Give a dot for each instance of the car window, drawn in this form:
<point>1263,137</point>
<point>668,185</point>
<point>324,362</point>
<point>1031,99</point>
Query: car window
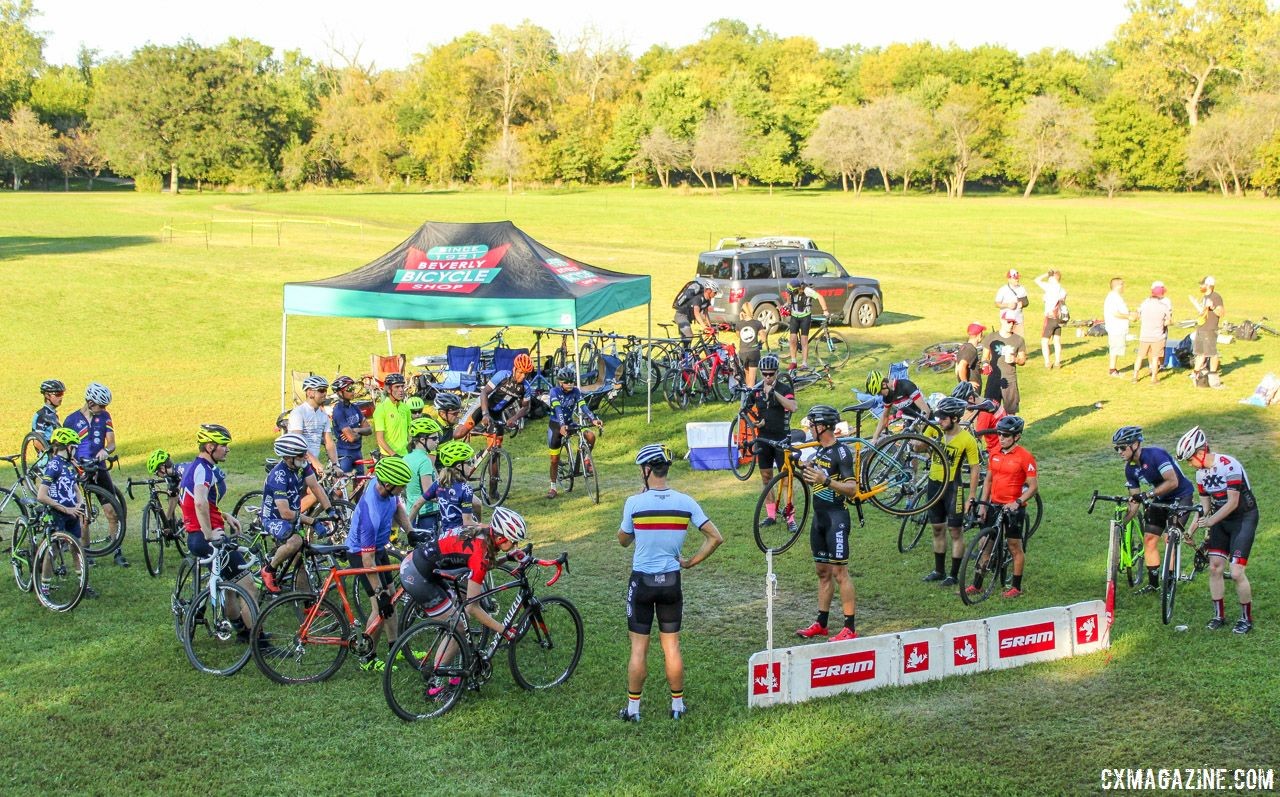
<point>757,266</point>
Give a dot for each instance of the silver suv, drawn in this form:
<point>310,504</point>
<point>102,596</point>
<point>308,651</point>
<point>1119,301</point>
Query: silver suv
<point>757,271</point>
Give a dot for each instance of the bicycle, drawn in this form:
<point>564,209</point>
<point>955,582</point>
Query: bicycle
<point>434,662</point>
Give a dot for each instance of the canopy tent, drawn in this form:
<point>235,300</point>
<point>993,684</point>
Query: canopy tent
<point>488,274</point>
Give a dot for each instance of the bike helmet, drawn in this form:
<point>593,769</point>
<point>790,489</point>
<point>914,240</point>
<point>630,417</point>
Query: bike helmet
<point>1191,443</point>
<point>1010,425</point>
<point>508,525</point>
<point>392,472</point>
<point>424,427</point>
<point>447,401</point>
<point>455,452</point>
<point>823,413</point>
<point>654,453</point>
<point>1127,435</point>
<point>874,383</point>
<point>156,461</point>
<point>97,393</point>
<point>213,433</point>
<point>291,445</point>
<point>950,407</point>
<point>64,436</point>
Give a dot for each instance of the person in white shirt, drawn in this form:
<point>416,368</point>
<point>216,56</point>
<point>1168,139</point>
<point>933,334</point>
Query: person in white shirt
<point>1115,320</point>
<point>1055,299</point>
<point>1013,298</point>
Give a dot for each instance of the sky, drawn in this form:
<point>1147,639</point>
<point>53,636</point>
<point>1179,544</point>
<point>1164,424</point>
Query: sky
<point>389,33</point>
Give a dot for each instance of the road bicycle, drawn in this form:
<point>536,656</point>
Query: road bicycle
<point>435,662</point>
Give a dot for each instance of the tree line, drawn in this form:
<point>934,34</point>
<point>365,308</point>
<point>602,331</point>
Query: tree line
<point>1185,95</point>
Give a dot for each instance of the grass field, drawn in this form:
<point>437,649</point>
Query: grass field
<point>103,701</point>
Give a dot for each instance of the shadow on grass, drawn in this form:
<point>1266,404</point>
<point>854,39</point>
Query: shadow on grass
<point>28,246</point>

* _Set exercise_:
Extract all of the rows above verbatim, omitting the pictures from your reproduction.

* _Reply_:
Give a dot for each instance of the car window, drawn in this form:
<point>1263,137</point>
<point>668,185</point>
<point>324,362</point>
<point>1031,99</point>
Query: car window
<point>757,266</point>
Give a dot for each instance of the silver suv, drawn in this form:
<point>310,504</point>
<point>102,596</point>
<point>308,651</point>
<point>1119,301</point>
Query: silver suv
<point>757,271</point>
Give a dot for each instance of the bicycle, drawn in this form:
<point>564,209</point>
<point>955,582</point>
Query: bicycle
<point>434,662</point>
Give a dot for each instance of the canopy tent, drawn in this form:
<point>235,300</point>
<point>993,684</point>
Query: canopy tent
<point>488,274</point>
Give a dot for each instance of the bike helmet, drawn in this form:
<point>593,769</point>
<point>790,489</point>
<point>914,240</point>
<point>630,417</point>
Query: bike helmet
<point>1191,443</point>
<point>1010,425</point>
<point>508,525</point>
<point>392,472</point>
<point>424,427</point>
<point>447,401</point>
<point>455,452</point>
<point>823,413</point>
<point>654,453</point>
<point>1127,435</point>
<point>874,383</point>
<point>156,461</point>
<point>97,393</point>
<point>213,433</point>
<point>291,445</point>
<point>950,407</point>
<point>64,436</point>
Give a dot for each instance of the person in white shirt, drawn in this form:
<point>416,368</point>
<point>216,56</point>
<point>1168,139</point>
<point>933,334</point>
Query: person in white shirt
<point>1115,320</point>
<point>1055,299</point>
<point>1013,298</point>
Give a dot for each instance of the sky, drawn in this form:
<point>1147,639</point>
<point>53,636</point>
<point>1179,544</point>
<point>1164,424</point>
Query: sky
<point>389,33</point>
Give a dot for each instance of the road bicycle, drawn in this form:
<point>536,656</point>
Query: road bicycle
<point>435,662</point>
Give a dot for each instance of the tree line, drawn in this form:
<point>934,34</point>
<point>365,308</point>
<point>602,331</point>
Query: tree line
<point>1185,95</point>
Give a dot for each instance of the grass field, drawn in this form:
<point>437,649</point>
Query: grass field
<point>103,701</point>
Give a dot for each instance of the shadow on grass, drawn in this form:
<point>1266,404</point>
<point>854,39</point>
Query: shadow on grass
<point>28,246</point>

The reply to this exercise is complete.